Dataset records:
*****
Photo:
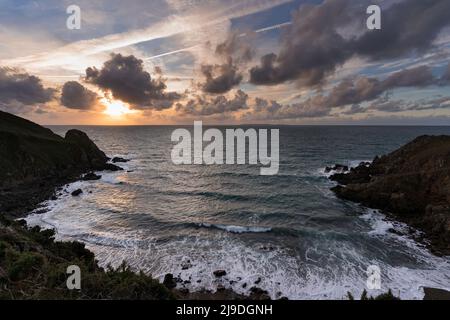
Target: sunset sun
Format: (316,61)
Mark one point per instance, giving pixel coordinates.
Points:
(116,108)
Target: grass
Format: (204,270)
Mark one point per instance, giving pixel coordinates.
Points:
(33,266)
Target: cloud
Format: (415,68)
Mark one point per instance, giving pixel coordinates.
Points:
(221,78)
(22,88)
(316,45)
(76,96)
(193,17)
(125,78)
(446,76)
(203,105)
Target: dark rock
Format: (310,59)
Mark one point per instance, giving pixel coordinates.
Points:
(412,183)
(35,161)
(259,294)
(337,167)
(91,176)
(220,273)
(111,167)
(119,159)
(184,290)
(77,192)
(85,151)
(436,294)
(169,281)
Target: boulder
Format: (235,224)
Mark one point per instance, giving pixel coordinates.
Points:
(411,183)
(77,192)
(169,281)
(220,273)
(119,159)
(337,167)
(91,176)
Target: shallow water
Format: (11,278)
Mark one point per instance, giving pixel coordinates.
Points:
(289,229)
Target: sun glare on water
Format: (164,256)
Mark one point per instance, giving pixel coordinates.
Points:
(116,108)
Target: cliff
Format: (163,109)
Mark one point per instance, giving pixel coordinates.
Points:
(34,160)
(411,183)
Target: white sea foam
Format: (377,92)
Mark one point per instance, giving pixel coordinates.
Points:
(236,229)
(327,270)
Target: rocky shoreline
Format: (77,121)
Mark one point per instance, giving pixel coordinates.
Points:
(36,165)
(411,185)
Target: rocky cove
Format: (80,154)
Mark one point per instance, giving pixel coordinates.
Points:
(41,255)
(411,184)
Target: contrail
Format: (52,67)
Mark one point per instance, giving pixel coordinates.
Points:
(276,26)
(173,25)
(171,52)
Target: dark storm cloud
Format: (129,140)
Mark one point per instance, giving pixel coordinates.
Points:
(76,96)
(314,46)
(126,79)
(446,76)
(206,106)
(361,89)
(353,92)
(22,88)
(221,78)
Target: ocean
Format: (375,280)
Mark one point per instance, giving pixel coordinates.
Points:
(287,234)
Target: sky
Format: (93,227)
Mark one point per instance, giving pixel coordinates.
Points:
(305,62)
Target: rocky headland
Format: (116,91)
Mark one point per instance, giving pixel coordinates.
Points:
(411,184)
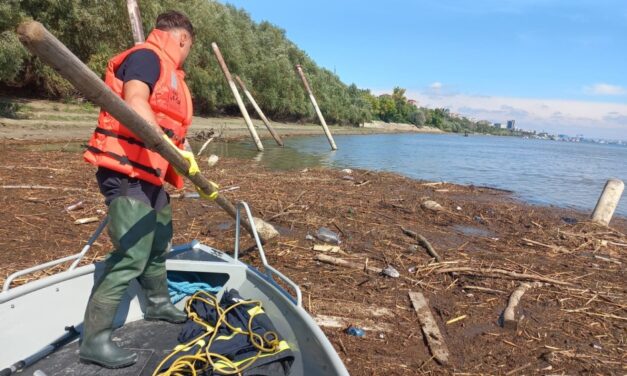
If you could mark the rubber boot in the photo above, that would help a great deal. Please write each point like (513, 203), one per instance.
(154, 279)
(96, 346)
(131, 228)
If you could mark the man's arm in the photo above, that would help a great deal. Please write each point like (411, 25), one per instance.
(136, 95)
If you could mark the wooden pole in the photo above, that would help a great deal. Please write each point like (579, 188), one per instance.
(49, 49)
(429, 327)
(275, 135)
(608, 201)
(327, 132)
(136, 21)
(238, 98)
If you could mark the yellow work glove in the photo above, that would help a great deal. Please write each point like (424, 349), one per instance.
(187, 155)
(211, 196)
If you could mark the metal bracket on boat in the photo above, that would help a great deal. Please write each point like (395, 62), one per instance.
(76, 257)
(269, 271)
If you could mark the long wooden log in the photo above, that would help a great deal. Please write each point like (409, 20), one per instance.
(429, 327)
(327, 132)
(136, 21)
(509, 314)
(499, 273)
(50, 50)
(263, 117)
(238, 98)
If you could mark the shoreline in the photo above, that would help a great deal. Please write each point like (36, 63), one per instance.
(491, 230)
(49, 120)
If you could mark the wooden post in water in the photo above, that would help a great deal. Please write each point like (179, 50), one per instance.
(238, 98)
(136, 21)
(608, 201)
(313, 101)
(275, 135)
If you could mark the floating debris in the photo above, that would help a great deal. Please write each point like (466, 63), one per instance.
(83, 221)
(212, 160)
(328, 236)
(390, 272)
(77, 206)
(432, 205)
(355, 331)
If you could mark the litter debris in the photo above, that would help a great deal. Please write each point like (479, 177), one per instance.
(478, 219)
(328, 236)
(202, 148)
(596, 346)
(390, 272)
(432, 205)
(569, 220)
(327, 248)
(213, 160)
(83, 221)
(265, 230)
(78, 205)
(456, 319)
(355, 331)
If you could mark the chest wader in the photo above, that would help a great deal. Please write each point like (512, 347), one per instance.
(141, 237)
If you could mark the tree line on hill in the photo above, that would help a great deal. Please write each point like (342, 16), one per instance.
(259, 53)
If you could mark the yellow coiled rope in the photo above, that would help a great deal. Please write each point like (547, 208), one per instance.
(203, 358)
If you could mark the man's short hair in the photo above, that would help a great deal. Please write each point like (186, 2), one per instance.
(174, 20)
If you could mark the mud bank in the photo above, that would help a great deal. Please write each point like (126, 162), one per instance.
(574, 325)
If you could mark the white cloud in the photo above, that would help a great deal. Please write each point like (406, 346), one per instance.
(604, 89)
(593, 119)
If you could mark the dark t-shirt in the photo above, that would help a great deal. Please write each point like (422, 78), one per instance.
*****
The expected response consists solely of the lines from the one with "If you could mark the litter" through the end of the records, repeated exactly.

> _ANSWER BELOW_:
If you could mark the litter debris in the photo above, that would help a great deal. Please write each point like (479, 177), one per instance.
(478, 219)
(328, 236)
(202, 148)
(596, 346)
(390, 272)
(432, 205)
(569, 220)
(327, 248)
(213, 160)
(83, 221)
(265, 230)
(78, 205)
(456, 319)
(355, 331)
If you could mark the chest wader in the photo above, that would help a great deal. Please write each point like (512, 347), one per instance.
(141, 237)
If you could mark the tree line on hill in the photo above, that would help a great deal. Please write each point like (342, 16), one per instance.
(259, 53)
If you could mark the yellow coiled rope in the photo above, that would help a great deal. Please write each point like (547, 208), one per instance.
(203, 358)
If you could mark the man's short hair in the photo above, that would help a great deal. Please write each point like (186, 2), one per instance.
(174, 20)
If you could mark the mud bank in the photo above, that would help a great deal. Please write each point like (126, 162), one per instance.
(574, 325)
If you could mark the white cloud in the photo above, that would help a great deal. Please write each point like (406, 346), one per instance.
(604, 89)
(593, 119)
If you could mark the dark t-shirt in the photo above, that would help a great deal. Please write each point like (422, 78), one per instance.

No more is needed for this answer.